Material for this exercise Block Start

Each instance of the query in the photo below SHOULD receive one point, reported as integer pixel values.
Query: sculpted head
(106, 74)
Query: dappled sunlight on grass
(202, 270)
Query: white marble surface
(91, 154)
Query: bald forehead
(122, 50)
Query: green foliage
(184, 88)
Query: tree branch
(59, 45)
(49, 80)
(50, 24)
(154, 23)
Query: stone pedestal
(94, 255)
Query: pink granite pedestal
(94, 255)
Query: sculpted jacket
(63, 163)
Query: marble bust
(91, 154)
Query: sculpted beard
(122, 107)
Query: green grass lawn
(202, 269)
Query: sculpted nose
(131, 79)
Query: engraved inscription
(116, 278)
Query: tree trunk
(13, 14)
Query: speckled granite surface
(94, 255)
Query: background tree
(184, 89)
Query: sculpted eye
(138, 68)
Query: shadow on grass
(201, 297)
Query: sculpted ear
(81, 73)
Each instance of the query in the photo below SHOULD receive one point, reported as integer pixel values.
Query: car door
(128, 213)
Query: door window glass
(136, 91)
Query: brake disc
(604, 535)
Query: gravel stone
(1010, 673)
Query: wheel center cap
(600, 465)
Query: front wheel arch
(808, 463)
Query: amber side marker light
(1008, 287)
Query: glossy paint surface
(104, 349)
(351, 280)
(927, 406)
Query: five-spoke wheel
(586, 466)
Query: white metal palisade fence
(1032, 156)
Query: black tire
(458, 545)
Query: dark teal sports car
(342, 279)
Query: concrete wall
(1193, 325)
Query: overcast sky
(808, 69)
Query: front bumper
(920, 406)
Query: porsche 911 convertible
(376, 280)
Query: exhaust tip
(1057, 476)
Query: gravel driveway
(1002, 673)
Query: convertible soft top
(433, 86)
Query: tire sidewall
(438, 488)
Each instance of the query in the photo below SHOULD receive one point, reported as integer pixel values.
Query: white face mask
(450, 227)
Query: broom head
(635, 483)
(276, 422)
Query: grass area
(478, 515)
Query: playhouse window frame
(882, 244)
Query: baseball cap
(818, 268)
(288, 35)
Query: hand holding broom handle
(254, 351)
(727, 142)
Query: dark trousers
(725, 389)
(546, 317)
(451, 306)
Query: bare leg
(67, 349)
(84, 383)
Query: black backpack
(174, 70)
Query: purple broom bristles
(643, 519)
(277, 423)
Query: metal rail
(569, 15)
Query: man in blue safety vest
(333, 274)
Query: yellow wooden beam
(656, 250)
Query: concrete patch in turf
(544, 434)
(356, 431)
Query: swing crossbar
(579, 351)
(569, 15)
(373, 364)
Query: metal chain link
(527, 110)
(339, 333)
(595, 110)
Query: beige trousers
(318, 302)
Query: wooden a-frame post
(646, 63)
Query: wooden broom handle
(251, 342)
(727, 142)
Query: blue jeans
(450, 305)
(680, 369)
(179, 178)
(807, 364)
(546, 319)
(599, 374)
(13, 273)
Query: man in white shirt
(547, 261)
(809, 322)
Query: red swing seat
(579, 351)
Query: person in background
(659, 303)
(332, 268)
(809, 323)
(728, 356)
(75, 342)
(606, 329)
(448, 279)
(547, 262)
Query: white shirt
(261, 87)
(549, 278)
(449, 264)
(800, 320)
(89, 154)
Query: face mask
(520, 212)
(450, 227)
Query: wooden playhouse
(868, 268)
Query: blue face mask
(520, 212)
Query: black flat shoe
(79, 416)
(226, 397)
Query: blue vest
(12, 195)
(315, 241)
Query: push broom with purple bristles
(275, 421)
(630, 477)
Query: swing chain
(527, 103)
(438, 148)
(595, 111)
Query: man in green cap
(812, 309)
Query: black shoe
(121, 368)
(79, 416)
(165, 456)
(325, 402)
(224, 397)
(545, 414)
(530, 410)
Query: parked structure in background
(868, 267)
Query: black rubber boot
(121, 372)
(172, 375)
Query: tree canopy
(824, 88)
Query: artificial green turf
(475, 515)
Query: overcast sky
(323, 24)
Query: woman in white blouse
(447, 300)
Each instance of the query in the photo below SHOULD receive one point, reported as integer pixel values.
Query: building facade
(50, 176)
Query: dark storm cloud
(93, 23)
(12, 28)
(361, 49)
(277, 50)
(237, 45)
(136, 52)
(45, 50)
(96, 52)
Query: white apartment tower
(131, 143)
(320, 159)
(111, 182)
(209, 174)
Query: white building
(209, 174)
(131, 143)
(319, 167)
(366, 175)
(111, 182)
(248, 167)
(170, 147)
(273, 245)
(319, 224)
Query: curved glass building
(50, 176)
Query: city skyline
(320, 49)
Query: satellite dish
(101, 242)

Material for this exercise Block End

* Exercise *
Go through the data and retype all of it exactly.

* Answer for the task *
Each instance of the query in the photo below SHOULD receive one point, reported as integer pixel values.
Query: sculpted head
(106, 74)
Query: dappled sunlight on grass
(202, 270)
Query: white marble surface
(91, 154)
Query: bald forehead
(122, 50)
Query: green foliage
(184, 88)
Query: tree branch
(59, 45)
(49, 80)
(50, 24)
(154, 23)
Query: stone pedestal
(94, 255)
Query: pink granite pedestal
(94, 255)
Query: sculpted jacket
(63, 163)
Query: marble bust
(91, 154)
Query: sculpted beard
(122, 107)
Query: green grass lawn
(202, 269)
Query: sculpted nose
(131, 79)
Query: engraved inscription
(116, 278)
Query: tree trunk
(13, 14)
Query: speckled granite surface
(94, 255)
Query: background tree
(184, 89)
Query: sculpted eye
(138, 68)
Query: shadow on grass
(201, 297)
Query: sculpted ear
(81, 73)
Each instance of the query in the photo below SHOULD receive one point, reported as integer pixel values.
Query: car door
(128, 213)
Query: door window glass
(136, 91)
Query: brake disc
(604, 535)
Query: gravel stone
(1010, 673)
Query: wheel center cap
(600, 465)
Query: front wheel arch
(808, 463)
Query: amber side marker light
(1008, 287)
Query: glossy paint surface
(104, 349)
(351, 280)
(927, 406)
Query: five-spoke wheel
(586, 466)
Query: white metal palisade fence
(1032, 156)
Query: black tire
(458, 545)
Query: dark teal sports car
(342, 279)
Query: concrete wall
(1193, 325)
Query: overcast sky
(808, 69)
Query: front bumper
(920, 406)
Query: porsche 911 convertible
(376, 280)
Query: exhaust tip
(1057, 476)
Query: gravel driveway
(1002, 673)
Query: convertible soft top
(433, 86)
Query: tire sidewall
(438, 488)
Each instance of the query in the photo below SHOULD receive one point, reported as integer pixel values.
Query: white face mask
(450, 227)
Query: broom head
(635, 483)
(276, 422)
Query: grass area
(478, 515)
Query: playhouse window frame
(882, 244)
Query: baseball cap
(818, 268)
(288, 35)
Query: hand holding broom handle
(254, 351)
(727, 142)
Query: dark trousers
(725, 389)
(546, 317)
(451, 306)
Query: bare leg
(67, 349)
(84, 383)
Query: black backpack
(174, 70)
Query: purple broom bristles
(643, 519)
(277, 423)
Query: metal rail
(569, 15)
Query: man in blue safety vest
(333, 274)
Query: yellow wooden beam
(656, 250)
Query: concrete patch in turf
(544, 434)
(356, 431)
Query: swing crossbar
(579, 351)
(569, 15)
(373, 364)
Query: metal chain link
(527, 110)
(339, 333)
(595, 110)
Query: beige trousers
(318, 302)
Query: wooden a-frame post
(646, 63)
Query: wooden broom handle
(251, 342)
(727, 142)
Query: blue jeans
(450, 305)
(680, 369)
(179, 178)
(807, 364)
(546, 319)
(599, 374)
(13, 273)
Query: man in white shirt
(547, 261)
(809, 322)
Query: red swing seat
(579, 351)
Query: person in background
(659, 303)
(332, 268)
(809, 323)
(728, 356)
(75, 342)
(606, 329)
(448, 279)
(547, 262)
Query: white shirt
(261, 87)
(549, 278)
(449, 264)
(800, 320)
(89, 154)
Query: face mask
(520, 212)
(450, 227)
Query: wooden playhouse
(868, 268)
Query: blue face mask
(520, 212)
Query: black flat shoe
(79, 416)
(226, 397)
Query: blue vest
(12, 195)
(315, 241)
Query: push broom with purple bristles
(275, 421)
(630, 477)
Query: swing chain
(527, 103)
(438, 148)
(595, 111)
Query: man in green cap
(812, 309)
Query: black shoe
(121, 368)
(79, 416)
(165, 456)
(325, 402)
(224, 397)
(545, 414)
(530, 410)
Query: parked structure in background
(868, 267)
Query: black rubber boot
(121, 372)
(172, 375)
Query: tree canopy
(824, 88)
Query: artificial green turf
(475, 515)
Query: overcast sky
(323, 24)
Query: woman in white blouse
(447, 300)
Each instance of the query in the photo below SHOULD receive one point, reported as integer pixel values.
Query: building facade
(50, 176)
Query: dark storm cloud
(93, 23)
(12, 28)
(361, 49)
(277, 50)
(237, 45)
(136, 52)
(45, 50)
(96, 52)
Query: white apartment tower
(131, 143)
(320, 159)
(111, 182)
(209, 174)
Query: white building
(209, 174)
(131, 143)
(319, 167)
(366, 175)
(111, 182)
(248, 167)
(170, 147)
(273, 245)
(319, 224)
Query: curved glass building
(50, 176)
Query: city skyline
(320, 49)
Query: satellite dish
(101, 242)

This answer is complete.